I met this girl through my cousin (a girl also), and from the beginning, I did what I have been doing with all women in the past year: carry myself as a confident, care-free, and determined guy. In other words, I carried myself as the PRIZE. Naturally, this worked well with her (we'll call her F from now on), and F had been showing huge signs of interest. When using MSN etc, she would always start conversations with me, and to this day, I still haven't used all the fingers on one hand to count the times I've started conversations with her. Getting insider information on how she feels about me through my cousin is definitely also a helper. Eventually, it got to the point where she wanted to date me (insider info), and so I decided, 'Hey, why not'.

— THE PROBLEM —
Answer these questions about the dating post above:
(a) Through whom did the writer meet F?
(b) When chatting on MSN, who would always start the conversations?
(c) What was the writer's reaction once F wanted to date?

— RECORDS PROVIDED —
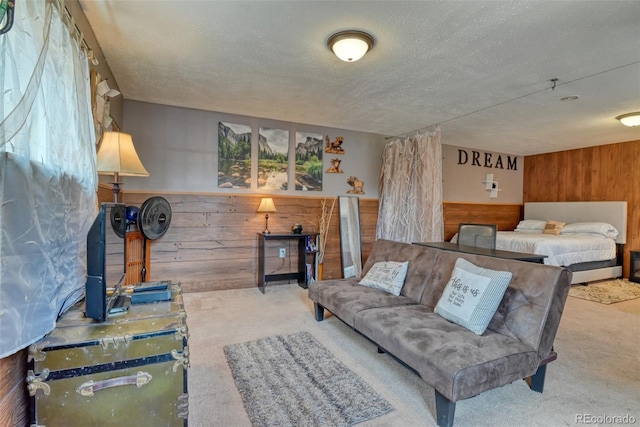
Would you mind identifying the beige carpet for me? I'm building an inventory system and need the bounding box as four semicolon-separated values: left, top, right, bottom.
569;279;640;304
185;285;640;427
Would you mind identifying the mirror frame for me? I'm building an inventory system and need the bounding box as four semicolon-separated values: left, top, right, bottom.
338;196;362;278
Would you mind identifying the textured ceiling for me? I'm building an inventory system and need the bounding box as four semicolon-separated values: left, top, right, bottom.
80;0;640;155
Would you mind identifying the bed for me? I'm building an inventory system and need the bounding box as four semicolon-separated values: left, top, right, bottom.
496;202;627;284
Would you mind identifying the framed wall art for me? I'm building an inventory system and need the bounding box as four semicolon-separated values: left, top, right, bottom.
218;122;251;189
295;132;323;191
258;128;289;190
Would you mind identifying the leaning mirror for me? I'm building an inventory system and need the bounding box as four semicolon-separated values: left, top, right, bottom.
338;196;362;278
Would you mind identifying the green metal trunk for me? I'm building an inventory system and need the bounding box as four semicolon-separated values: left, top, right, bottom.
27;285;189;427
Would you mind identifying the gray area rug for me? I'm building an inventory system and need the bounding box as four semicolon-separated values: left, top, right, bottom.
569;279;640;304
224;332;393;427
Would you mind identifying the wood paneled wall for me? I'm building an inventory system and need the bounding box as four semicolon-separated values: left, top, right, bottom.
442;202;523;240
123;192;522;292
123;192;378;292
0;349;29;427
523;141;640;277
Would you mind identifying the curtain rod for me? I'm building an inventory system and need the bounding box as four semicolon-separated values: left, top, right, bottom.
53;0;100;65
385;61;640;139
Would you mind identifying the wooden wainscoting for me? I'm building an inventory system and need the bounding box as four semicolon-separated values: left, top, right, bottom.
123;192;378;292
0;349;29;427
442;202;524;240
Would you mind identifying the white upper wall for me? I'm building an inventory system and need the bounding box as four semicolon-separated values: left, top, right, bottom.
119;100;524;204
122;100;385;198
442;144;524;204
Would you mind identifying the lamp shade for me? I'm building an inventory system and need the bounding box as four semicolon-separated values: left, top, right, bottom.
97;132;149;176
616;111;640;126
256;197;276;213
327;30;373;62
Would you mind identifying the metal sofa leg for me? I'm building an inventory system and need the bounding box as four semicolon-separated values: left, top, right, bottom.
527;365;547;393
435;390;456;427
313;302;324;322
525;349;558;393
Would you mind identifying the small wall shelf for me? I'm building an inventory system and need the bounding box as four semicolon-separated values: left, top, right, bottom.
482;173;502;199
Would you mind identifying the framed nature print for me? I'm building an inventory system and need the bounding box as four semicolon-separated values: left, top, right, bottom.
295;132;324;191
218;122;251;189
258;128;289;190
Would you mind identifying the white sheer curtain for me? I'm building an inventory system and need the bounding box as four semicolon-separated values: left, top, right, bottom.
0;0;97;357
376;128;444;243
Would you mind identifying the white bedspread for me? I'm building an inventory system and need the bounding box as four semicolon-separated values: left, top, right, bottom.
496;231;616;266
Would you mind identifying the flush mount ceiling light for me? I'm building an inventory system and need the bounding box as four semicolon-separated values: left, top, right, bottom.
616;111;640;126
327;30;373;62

--

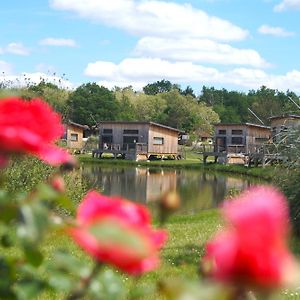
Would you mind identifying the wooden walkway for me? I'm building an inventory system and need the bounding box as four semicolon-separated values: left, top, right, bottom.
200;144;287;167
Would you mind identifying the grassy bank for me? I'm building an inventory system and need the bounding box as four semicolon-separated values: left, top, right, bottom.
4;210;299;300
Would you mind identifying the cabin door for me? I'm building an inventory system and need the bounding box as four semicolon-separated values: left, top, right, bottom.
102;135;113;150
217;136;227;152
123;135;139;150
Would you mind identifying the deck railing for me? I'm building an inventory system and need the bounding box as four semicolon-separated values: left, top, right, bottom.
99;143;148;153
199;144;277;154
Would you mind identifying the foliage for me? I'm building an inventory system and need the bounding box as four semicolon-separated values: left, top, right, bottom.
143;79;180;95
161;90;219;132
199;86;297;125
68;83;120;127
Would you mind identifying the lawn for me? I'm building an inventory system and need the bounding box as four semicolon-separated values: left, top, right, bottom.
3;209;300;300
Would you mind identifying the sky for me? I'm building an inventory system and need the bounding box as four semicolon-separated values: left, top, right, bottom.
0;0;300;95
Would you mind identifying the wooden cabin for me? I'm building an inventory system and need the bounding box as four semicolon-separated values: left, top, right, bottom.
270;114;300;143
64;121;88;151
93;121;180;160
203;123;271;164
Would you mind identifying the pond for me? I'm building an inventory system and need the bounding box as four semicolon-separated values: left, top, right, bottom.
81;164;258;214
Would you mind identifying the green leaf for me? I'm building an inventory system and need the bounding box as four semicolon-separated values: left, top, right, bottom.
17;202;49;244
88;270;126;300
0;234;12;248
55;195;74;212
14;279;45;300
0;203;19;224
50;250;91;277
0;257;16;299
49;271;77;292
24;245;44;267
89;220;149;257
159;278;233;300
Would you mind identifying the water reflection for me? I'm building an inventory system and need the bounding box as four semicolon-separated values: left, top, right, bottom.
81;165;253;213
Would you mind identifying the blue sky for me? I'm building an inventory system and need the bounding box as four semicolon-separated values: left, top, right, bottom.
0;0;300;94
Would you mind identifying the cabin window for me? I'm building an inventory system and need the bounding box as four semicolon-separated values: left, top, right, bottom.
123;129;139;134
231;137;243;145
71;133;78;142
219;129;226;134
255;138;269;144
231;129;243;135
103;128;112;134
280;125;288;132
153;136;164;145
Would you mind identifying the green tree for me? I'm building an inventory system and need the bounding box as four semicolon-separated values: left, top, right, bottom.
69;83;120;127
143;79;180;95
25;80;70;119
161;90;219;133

— FINISHED EXERCISE —
(a) Through the writer's cousin, who is also a girl.
(b) F would always start them.
(c) The writer decided, "Hey, why not."